Rewrite all of the records below, replacing "innermost point" with "central point" and keeping everything else the same. Leave the pictures out.

-- begin THE RECORDS --

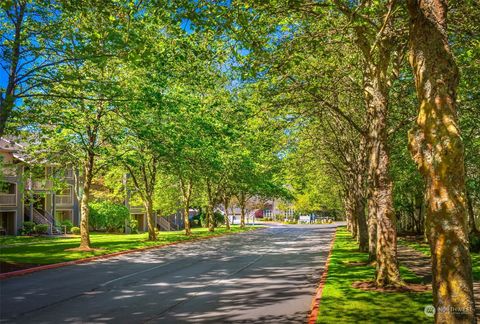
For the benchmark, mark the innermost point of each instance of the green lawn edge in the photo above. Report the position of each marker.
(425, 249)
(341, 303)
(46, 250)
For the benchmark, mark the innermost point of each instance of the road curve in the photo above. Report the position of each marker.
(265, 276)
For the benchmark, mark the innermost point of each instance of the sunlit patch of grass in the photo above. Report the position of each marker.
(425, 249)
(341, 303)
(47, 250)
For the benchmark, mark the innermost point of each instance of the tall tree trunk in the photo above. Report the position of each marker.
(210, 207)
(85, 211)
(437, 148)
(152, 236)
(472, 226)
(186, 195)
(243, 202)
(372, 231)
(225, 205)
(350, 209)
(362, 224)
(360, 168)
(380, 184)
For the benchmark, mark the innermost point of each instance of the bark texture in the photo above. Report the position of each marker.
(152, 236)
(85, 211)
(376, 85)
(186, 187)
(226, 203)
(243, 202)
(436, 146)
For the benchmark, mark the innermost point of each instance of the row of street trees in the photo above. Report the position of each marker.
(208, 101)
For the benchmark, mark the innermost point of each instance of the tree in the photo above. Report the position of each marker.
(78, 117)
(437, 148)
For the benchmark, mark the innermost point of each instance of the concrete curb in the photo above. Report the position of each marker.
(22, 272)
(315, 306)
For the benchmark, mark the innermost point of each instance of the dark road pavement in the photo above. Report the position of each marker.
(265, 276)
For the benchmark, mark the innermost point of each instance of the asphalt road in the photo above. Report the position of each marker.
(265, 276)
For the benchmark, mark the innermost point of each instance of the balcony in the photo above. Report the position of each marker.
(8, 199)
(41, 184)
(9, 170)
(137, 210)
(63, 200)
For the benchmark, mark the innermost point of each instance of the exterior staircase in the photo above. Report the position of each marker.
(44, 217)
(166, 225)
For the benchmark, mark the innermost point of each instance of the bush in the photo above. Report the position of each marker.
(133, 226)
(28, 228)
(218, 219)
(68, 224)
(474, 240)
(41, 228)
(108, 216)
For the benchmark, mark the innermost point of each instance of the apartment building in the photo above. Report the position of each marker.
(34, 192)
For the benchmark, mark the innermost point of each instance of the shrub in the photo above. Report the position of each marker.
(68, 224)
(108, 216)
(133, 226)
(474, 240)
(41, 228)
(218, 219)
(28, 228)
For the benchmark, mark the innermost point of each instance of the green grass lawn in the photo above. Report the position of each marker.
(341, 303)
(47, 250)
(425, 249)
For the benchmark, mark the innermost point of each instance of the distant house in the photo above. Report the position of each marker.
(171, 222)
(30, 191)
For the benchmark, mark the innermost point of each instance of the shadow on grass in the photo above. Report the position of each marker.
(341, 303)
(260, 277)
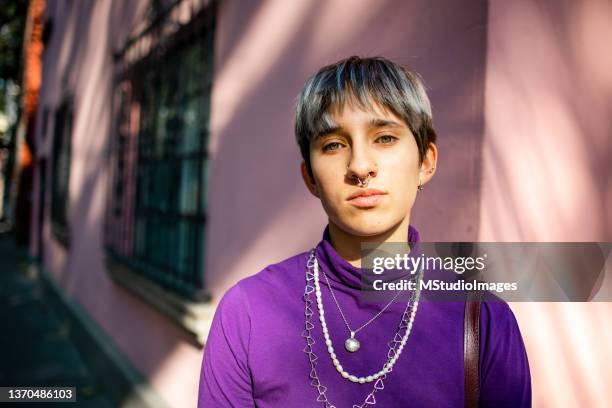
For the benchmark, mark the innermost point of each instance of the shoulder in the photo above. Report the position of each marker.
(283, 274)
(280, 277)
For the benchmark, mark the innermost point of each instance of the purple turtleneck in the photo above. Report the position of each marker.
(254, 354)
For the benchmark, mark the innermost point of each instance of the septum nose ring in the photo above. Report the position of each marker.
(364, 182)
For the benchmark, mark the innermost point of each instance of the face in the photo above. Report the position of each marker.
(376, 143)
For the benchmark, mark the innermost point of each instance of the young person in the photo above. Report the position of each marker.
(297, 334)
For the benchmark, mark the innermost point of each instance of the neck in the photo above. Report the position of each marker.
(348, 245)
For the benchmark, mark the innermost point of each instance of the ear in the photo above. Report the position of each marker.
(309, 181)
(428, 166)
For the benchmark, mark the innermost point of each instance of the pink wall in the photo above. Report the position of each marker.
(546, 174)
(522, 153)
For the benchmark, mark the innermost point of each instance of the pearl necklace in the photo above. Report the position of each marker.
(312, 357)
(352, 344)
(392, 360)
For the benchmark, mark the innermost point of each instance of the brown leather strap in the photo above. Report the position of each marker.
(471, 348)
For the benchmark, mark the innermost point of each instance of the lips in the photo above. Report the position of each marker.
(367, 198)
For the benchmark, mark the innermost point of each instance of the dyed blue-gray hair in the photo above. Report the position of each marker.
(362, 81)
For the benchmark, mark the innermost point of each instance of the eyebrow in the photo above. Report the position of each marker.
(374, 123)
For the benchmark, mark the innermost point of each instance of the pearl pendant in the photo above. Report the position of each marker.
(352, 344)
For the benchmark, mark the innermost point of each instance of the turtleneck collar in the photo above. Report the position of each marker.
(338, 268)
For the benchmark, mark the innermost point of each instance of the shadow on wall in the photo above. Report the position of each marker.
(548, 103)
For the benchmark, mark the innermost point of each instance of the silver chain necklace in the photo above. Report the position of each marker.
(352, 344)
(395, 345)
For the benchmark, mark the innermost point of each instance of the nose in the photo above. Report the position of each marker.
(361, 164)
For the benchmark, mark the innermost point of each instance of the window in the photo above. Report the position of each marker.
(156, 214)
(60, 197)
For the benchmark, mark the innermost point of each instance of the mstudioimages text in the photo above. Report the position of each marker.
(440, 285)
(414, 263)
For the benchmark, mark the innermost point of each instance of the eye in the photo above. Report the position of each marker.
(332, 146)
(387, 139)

-- end THE RECORDS --

» **FINISHED EXERCISE**
For the benchmark, mark the central point of each instance of the green lawn edge in the photo above. Report the position of each marker.
(425, 249)
(341, 303)
(46, 250)
For the benchmark, mark the central point of each instance of the road curve in the photo above. Report the position of each marker.
(265, 276)
For the benchmark, mark the central point of each instance of the sunlit patch of grass in the photo above. Report the position of each marker.
(425, 249)
(341, 303)
(47, 250)
For the benchmark, mark the central point of each instance of the tall tree trunk in the photo above. Report the position of each marker.
(210, 207)
(85, 211)
(437, 148)
(152, 236)
(472, 226)
(186, 195)
(243, 202)
(372, 231)
(225, 205)
(350, 209)
(362, 224)
(360, 168)
(380, 184)
For the benchmark, mark the central point of each instance of the bark texture in the photo above. Report the position of each marker.
(152, 236)
(85, 211)
(376, 85)
(186, 187)
(226, 203)
(243, 202)
(436, 146)
For the benchmark, mark the central point of each instance of the row of street trees in the photo above. Report the position of each marker.
(208, 101)
For the benchmark, mark the central point of each instance of the tree in the photo above. Report the position of each marker.
(78, 117)
(437, 148)
For the benchmark, mark the central point of each instance of the concrete curb in the photo above. Report the position of each marker.
(22, 272)
(315, 306)
For the benchmark, mark the central point of each instance of the dark road pavement in the photo above. Report the position of each marker.
(265, 276)
For the benchmark, mark the central point of each instance of the asphalt road in the photo above. Report the position of each marker.
(265, 276)
For the benchmark, mark the central point of each instance of the balcony in the photo above. Report the position of each marker.
(8, 199)
(41, 184)
(9, 170)
(137, 210)
(63, 200)
For the benchmark, mark the central point of each instance of the exterior staircase in the photo above. Report the position of each marker.
(44, 217)
(166, 225)
For the benchmark, mark the central point of each instance of the bush in the photo above. Report the position of each marker.
(133, 226)
(28, 228)
(218, 219)
(68, 224)
(474, 240)
(41, 228)
(108, 216)
For the benchmark, mark the central point of each instance of the apartment building in the photo above. Report the position of each marker.
(34, 192)
For the benchmark, mark the central point of each instance of the shrub in the photo above. Report the position of each marker.
(68, 224)
(108, 216)
(133, 226)
(474, 240)
(41, 228)
(218, 219)
(28, 228)
For the benchmark, mark the central point of each instance of the green grass lawn in the photo above. Report the position of each marker.
(341, 303)
(47, 250)
(425, 249)
For the benchmark, mark the central point of each instance of the distant house in the photo above. Report the position of each marker.
(171, 222)
(30, 191)
For the benchmark, mark the central point of each instance of the shadow on grass in the photo above. Report the position of each marker.
(341, 303)
(260, 277)
For the benchmark, mark the central point of each instance of the shoulder in the photo above. Report the position of each marker.
(283, 274)
(280, 277)
For the benchmark, mark the central point of each instance of the purple turtleneck in the photo above. Report the position of each marker.
(254, 354)
For the benchmark, mark the central point of each instance of the septum nose ring in the photo above. Report the position of each marker.
(364, 182)
For the benchmark, mark the central point of each instance of the face in the photo above. Report the position of each marker.
(376, 143)
For the benchmark, mark the central point of each instance of the young person in the photo above. Report the position of each marker.
(297, 334)
For the benchmark, mark the central point of each instance of the neck in the photo above. Report the position of each marker.
(348, 245)
For the benchmark, mark the central point of each instance of the ear in the photo above. Report the position of each marker.
(309, 181)
(428, 166)
For the benchmark, mark the central point of each instance of the pink wall in the photo above. Report the position of each marker.
(546, 174)
(522, 153)
For the benchmark, mark the central point of each instance of the pearl necklace in the photo above. Report the position of each marker.
(312, 357)
(352, 344)
(392, 360)
For the benchmark, mark the central point of each instance of the brown leather strap in the photo above. Report the position of each marker.
(471, 348)
For the benchmark, mark the central point of each instance of the lips in the photo above. Report the position of each marker.
(367, 198)
For the benchmark, mark the central point of each instance of the dyed blue-gray hair in the photo above. Report the position of each marker.
(362, 81)
For the benchmark, mark the central point of each instance of the eyebrow in the photo above. Report the position of each marker.
(374, 123)
For the benchmark, mark the central point of each instance of the pearl pendant in the photo above. Report the position of each marker.
(352, 344)
For the benchmark, mark the central point of each instance of the turtleneck collar in the photo above. Report the position of each marker.
(338, 268)
For the benchmark, mark the central point of each instance of the shadow on wall in the photo above. Report the position of each marker.
(548, 103)
For the benchmark, mark the central point of each instance of the silver chain necklace in the photo above. Report the position of each marker.
(352, 344)
(395, 345)
For the benchmark, mark the central point of each instance of the nose in the photo above. Report the position of each marker.
(361, 164)
For the benchmark, mark the central point of each instance of the window in the photo above. Report the position of each marker.
(156, 214)
(60, 197)
For the benchmark, mark the central point of each instance of the mstudioimages text in the photo above. Report the position of each marker.
(440, 285)
(414, 263)
For the benchmark, mark the central point of each instance of the eye in the photo above. Report the position of each marker.
(332, 146)
(387, 139)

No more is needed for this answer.